**TASK**
Please render all of the items below as a numbered list, leaving out any blank lines.

**RECORDS PROVIDED**
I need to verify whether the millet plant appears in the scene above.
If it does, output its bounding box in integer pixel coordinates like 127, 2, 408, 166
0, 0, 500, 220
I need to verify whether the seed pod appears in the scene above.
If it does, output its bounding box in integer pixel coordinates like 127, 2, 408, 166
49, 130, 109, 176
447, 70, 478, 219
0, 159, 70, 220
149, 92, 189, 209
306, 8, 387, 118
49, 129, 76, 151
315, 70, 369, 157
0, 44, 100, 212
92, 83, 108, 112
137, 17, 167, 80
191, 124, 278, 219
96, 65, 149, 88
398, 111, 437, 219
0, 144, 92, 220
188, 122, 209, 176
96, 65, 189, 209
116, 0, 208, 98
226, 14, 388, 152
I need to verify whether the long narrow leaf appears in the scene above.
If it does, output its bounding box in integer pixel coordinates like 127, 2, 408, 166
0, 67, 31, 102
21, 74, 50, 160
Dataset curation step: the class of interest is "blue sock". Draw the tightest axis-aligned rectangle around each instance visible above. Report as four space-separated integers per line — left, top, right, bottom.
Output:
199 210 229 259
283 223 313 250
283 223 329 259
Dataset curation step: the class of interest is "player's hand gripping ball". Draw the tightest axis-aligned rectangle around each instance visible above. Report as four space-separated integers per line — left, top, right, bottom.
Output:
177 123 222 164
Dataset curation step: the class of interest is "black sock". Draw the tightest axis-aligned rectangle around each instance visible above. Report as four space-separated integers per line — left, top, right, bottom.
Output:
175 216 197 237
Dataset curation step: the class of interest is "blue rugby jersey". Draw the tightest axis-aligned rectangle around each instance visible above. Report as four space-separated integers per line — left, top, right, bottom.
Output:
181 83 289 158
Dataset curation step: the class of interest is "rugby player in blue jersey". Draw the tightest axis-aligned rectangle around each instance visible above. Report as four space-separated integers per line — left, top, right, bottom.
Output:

**WORKED SOLUTION**
1. I need to verify whether the millet plant appears in the scene above.
2. If it does, output its bounding box in integer pixel coordinates like 127, 2, 408, 166
3. 0, 0, 500, 220
4. I need to verify whether the seed pod appears in the scene above.
5. If it does, output its bounding box in integer pixel coordinates like 127, 2, 408, 166
6. 49, 130, 109, 176
7. 447, 70, 478, 219
8. 0, 159, 70, 220
9. 149, 92, 189, 209
10. 306, 8, 387, 118
11. 49, 129, 76, 151
12. 315, 70, 369, 157
13. 0, 44, 100, 212
14. 92, 83, 108, 112
15. 137, 17, 167, 80
16. 191, 124, 278, 219
17. 96, 65, 149, 88
18. 398, 111, 437, 219
19. 0, 144, 92, 220
20. 188, 122, 209, 176
21. 96, 65, 189, 209
22. 116, 0, 208, 98
23. 226, 14, 388, 152
24. I need to verify whether the long narrow leaf appears in the scene above.
25. If it does, output its bounding box in integer pixel coordinates like 127, 2, 408, 166
26. 0, 67, 31, 102
27. 21, 74, 50, 160
28. Dataset curation step: the class of interest is "blue sock". Draw the tightest axis-aligned rectangle around each instance visible above. Report as four space-separated integers per line — left, top, right, bottom.
29. Output:
30. 199 210 229 259
31. 283 223 313 250
32. 283 223 329 259
33. Dataset curation step: the class of interest is "player's hand gripping ball". Draw the tightest axis-aligned rectangle around each instance visible above. Report as four space-separated integers per line — left, top, right, bottom.
34. Output:
35. 177 123 222 164
36. Dataset curation step: the class of interest is "black sock". Draw the tightest axis-aligned rectangle around each instance visible above. Report as four space-separated integers per line — left, top, right, bottom.
37. Output:
38. 175 216 197 237
39. Dataset curation step: the class of interest is "blue rugby jersey". Draw the tightest axis-aligned rectangle around each instance visible above. Report as four space-separated integers per line — left, top, right, bottom.
40. Output:
41. 181 83 289 158
42. Dataset curation step: the class of interest is "rugby player in blue jersey". Draw the tightest axis-aligned rectangle around each instance visible above. Report as four space-separated integers per line — left, top, right, bottom.
43. Output:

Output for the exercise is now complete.